* [SOURCE RECORDS]:
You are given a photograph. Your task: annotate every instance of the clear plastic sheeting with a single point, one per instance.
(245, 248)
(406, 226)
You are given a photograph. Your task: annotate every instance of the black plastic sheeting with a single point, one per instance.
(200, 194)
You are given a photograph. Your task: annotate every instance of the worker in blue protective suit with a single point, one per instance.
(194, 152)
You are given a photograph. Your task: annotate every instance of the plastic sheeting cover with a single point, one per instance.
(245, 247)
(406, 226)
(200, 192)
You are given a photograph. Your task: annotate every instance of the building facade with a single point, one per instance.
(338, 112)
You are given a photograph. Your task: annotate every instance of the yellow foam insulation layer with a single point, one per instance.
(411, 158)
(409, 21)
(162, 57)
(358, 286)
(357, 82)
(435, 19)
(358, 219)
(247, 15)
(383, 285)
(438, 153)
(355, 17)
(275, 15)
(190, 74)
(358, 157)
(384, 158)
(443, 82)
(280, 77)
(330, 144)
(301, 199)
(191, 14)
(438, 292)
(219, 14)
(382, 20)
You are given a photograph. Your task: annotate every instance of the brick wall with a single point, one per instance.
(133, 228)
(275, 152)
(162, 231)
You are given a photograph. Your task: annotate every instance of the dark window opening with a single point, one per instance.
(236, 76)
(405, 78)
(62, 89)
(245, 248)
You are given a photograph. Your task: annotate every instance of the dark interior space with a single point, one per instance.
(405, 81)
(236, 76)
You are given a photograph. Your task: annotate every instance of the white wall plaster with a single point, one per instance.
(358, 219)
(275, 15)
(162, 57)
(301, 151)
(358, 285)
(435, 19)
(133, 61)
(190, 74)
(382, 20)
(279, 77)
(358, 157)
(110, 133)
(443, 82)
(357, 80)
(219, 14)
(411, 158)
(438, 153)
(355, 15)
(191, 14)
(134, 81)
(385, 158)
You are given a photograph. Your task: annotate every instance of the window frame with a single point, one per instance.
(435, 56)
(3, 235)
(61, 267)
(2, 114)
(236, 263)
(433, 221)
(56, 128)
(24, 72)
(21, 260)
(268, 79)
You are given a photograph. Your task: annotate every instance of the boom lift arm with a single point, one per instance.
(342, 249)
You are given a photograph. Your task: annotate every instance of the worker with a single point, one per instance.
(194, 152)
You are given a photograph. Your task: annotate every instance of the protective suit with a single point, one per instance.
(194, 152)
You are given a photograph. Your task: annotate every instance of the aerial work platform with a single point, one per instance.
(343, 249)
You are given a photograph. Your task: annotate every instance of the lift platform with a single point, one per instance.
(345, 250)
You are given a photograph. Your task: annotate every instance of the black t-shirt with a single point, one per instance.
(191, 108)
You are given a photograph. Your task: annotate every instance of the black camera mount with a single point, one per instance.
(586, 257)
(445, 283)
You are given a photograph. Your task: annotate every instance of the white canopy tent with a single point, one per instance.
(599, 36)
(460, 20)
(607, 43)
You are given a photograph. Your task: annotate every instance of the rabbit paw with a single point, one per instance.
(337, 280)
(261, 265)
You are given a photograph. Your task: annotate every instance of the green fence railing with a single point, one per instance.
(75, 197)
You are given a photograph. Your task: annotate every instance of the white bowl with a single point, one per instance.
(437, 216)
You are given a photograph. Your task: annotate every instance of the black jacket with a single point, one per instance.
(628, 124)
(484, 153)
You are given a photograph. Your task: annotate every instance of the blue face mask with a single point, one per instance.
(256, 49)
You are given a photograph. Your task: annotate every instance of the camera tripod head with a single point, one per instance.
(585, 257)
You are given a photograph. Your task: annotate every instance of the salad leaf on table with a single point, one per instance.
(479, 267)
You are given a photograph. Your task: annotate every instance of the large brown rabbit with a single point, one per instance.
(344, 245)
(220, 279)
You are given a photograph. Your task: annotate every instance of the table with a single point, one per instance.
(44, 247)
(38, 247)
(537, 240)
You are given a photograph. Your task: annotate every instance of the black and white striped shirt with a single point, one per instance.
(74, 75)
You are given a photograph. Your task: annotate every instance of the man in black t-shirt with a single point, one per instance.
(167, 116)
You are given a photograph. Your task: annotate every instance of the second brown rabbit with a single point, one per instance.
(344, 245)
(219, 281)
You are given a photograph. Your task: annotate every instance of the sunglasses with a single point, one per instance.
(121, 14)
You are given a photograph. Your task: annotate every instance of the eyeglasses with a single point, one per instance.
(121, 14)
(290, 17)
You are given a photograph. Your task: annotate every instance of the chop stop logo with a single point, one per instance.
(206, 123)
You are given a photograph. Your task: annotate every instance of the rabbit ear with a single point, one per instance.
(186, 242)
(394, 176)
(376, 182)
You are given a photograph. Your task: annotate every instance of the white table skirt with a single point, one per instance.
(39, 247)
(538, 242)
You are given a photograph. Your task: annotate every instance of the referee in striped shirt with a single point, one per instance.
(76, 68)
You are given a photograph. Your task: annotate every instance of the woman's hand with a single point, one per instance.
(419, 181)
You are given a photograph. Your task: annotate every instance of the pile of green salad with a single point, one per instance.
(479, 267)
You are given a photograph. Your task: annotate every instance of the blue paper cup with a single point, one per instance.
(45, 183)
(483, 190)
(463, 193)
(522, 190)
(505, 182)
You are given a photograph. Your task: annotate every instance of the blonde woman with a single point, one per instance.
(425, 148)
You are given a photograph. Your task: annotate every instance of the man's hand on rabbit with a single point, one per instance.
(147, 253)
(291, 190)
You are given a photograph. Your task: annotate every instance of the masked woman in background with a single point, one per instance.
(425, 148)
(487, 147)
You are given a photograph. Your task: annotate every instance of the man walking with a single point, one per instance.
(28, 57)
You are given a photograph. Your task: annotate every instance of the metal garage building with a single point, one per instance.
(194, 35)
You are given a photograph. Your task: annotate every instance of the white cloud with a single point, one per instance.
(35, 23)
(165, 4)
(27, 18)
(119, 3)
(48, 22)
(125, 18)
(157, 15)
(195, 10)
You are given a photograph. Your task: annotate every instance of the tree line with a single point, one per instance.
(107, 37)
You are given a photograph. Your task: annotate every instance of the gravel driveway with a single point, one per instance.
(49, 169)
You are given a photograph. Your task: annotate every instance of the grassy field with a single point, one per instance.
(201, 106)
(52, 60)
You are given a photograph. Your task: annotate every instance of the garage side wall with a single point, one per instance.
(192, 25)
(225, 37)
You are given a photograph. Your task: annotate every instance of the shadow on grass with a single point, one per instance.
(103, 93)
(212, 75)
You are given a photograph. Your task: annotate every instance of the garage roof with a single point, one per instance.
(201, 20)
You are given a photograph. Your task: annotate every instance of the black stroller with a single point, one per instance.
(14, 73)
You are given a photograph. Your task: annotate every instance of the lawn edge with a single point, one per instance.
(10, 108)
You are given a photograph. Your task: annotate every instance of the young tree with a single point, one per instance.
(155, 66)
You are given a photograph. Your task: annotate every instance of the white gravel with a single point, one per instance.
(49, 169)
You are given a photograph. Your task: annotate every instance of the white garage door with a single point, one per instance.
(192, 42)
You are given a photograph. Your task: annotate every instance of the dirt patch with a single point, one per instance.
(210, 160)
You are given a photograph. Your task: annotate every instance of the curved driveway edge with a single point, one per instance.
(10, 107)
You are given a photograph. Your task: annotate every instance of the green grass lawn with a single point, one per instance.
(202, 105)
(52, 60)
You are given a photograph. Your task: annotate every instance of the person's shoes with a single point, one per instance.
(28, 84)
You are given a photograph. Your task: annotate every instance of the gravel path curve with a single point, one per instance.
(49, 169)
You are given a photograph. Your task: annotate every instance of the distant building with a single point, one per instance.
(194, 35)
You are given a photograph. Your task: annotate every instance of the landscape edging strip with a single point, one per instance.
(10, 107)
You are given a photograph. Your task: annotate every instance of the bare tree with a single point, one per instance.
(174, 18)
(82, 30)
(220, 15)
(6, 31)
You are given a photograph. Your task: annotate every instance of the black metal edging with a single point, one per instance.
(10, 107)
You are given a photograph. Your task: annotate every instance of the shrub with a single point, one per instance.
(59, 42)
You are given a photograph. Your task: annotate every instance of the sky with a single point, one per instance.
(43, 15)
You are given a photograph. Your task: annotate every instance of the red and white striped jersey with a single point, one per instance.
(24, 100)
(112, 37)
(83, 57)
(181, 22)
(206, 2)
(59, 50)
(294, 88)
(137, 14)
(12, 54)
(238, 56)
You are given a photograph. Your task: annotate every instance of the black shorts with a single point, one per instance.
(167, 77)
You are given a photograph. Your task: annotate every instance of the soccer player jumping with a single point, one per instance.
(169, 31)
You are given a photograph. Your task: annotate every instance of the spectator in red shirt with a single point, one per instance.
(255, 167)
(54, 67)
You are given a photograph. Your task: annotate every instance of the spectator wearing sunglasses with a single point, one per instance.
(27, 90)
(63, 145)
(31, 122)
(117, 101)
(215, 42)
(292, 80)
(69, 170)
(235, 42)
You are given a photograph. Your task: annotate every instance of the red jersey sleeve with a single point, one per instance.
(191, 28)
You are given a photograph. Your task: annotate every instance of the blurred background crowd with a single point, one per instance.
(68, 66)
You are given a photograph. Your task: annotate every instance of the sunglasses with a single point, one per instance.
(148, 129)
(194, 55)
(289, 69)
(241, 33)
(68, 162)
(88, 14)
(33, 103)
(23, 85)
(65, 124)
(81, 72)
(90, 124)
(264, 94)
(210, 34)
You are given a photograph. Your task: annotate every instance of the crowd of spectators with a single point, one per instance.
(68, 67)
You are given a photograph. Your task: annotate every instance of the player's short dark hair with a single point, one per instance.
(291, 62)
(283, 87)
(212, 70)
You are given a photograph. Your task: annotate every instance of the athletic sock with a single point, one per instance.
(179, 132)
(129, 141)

* [WHAT IS EXPECTED]: Update the rows from the line containing "sleeve with a single point, one per instance." through the last line of the rows, and write those lines out again with "crowd" changed to "audience" and nothing else altered.

* [OUTPUT FOR THIS EXERCISE]:
You are given a photograph. Your task: annotate every instance of the red jersey sleeve with a single point, one per instance.
(191, 28)
You are given a photograph. Your task: annotate every instance of the blurred background audience with a single point, one per instance.
(68, 66)
You are given a photograph. Your task: annotate every instance of the sunglasses with a single point, one per instance.
(148, 129)
(194, 55)
(289, 69)
(241, 33)
(68, 162)
(88, 14)
(33, 103)
(23, 85)
(65, 124)
(81, 72)
(90, 124)
(264, 94)
(210, 34)
You are given a photograph. Your task: annotate every instance of the audience of spectators with a single point, one per instance.
(68, 67)
You are given a photograph. Your task: annotate every instance of the player's short dark hair with a single point, one per instance.
(291, 62)
(283, 87)
(212, 70)
You are given a photograph. Your task: annotate every instance of the athletic sock with a single point, one per instance.
(179, 132)
(129, 141)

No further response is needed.